Мне кажется, Пронников чувствовал, что я не просто так уклоняюсь от контактов с ним (кроме профессиональных), что за этим стоит нечто особое, нечто такое, что он никак не мог определить. Я мог бы сформулировать это для него таким образом: я ему не доверял.
Я был свидетелем того, как он свалил резидента Ерохина — и провернул это без сучка, без задоринки. Ерохина назначили резидентом в Токио, после того как он добился больших успехов в Нью-Дели. И Пронников, конечно, усмотрел в нем угрозу своим амбициям: Ерохин был моложе его, и Пронников опасался, что тот просидит в начальственном кресле долго — дольше, чем он мог себе позволить ждать.
Ерохин добился перевода из Нью-Дели подполковника Геннадия Евстафьева — своего доверенного лица. Тот стал его помощником, и Ерохин обещал ему продвижение по службе. Однако, поскольку с продвижением этим дело шло не скоро, Евстафьев стал заметно нервничать, чем тут же воспользовался Пронников. Прежде всего он намекнул Евстафьеву, что Ерохин на самом деле хлопочет о продвижении не его, а кого-то другого. Потом он начал нашептывать Ерохину, что Евстафьев клевещет на того. И так он циркулировал от одного к другому, пока не убедил Ерохина, что Евстафьев страдает нервным расстройством. Одновременно он подогревал озлобление Евстафьева в связи с „предательством” Ерохина.

ВЫДЕРЖКА ИЗ ДАННЫХ:
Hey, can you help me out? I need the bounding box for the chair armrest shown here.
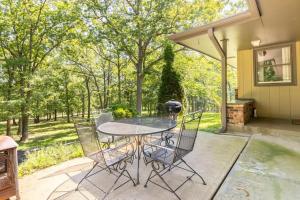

ЗАДАНИЯ ДЛЯ ВЫПОЛНЕНИЯ:
1) Определите, согласуется ли каждое из утверждений ниже с отрывком о Пронникове. Ответьте «да» или «нет» и приведите решающие слова отрывка в точной цитате.
(а) Ерохина назначили резидентом в Токио после его успехов в Нью-Дели.
(б) Ерохин был старше Пронникова.
(в) Перевода Евстафьева из Нью-Дели добился Пронников.
2) Допишите отрывок о Пронникове, начав сразу после его последнего предложения.

ОТВЕТЫ К ЗАДАНИЯМ:
1)
(а) Да: «Ерохина назначили резидентом в Токио, после того как он добился больших успехов в Нью-Дели».
(б) Нет: «Ерохин был моложе его».
(в) Нет: «Ерохин добился перевода из Нью-Дели подполковника Геннадия Евстафьева».

2)
То, что два главных действующих лица этой драмы так ни разу и не объяснились друг с другом, чтобы выяснить правду, — весьма типично для поведения советского человека. Советский человек боится другого и не доверяет ему, особенно если дело уже дошло до взаимной вражды. Это часть советской психики.
В конце концов Ерохин потребовал от московского начальства, чтобы „этого сумасшедшего Евстафьева убрали”. Когда Евстафьева отозвали в Москву, оказалось, что он тоже кое-что приготовил. Прямо с аэродрома он направился в больницу КГБ и потребовал всестороннего обследования психиатрами. Обследование состоялось и вывод был однозначным: совершенно нормален. Врачебное заключение о психической полноценности он вручил начальству в КГБ, присовокупив к нему и весьма обстоятельно составленную жалобу на Ерохина.
Партийная комиссия обвинила Ерохина в „клевете на сослуживца”. Его отозвали в Москву, где он и должен был ожидать исхода дела. И никто не удивился, что замещать его в должности резидента назначили Пронникова. В ходе расследования Пронников строчил московскому начальству объяснения, расхваливая как Ерохина, так и Евстафьева, но все же давая понять, что он считает в этом конфликте правой стороной именно Евстафьева. И Ерохина потихоньку убрали из разведки, переведя в Управление погранвойск. А Геннадий Евстафьев пошел вверх, и в конце концов даже стал помощником генерального секретаря ООН. Эту должность он занимал до 1987 года.
Устранение Ерохина таким способом было, на мой взгляд, делом подлым и позорным. И я в присутствии других сотрудников резидентуры позволил себе довольно неосмотрительно высказаться на этот счет.
„Пронников? — сказал я. — Чем скорее он вернется в Москву, тем лучше для всех нас”. На следующий день, когда я проходил мимо двери пронниковского кабинета, он пригласил меня зайти к нему.
„Мне стало известно сказанное тобой вчера, — начал он подозрительно мягким голосом. Я молчал. — Левченко, я тебе эти слова никогда не прощу. Так что теперь берегись”.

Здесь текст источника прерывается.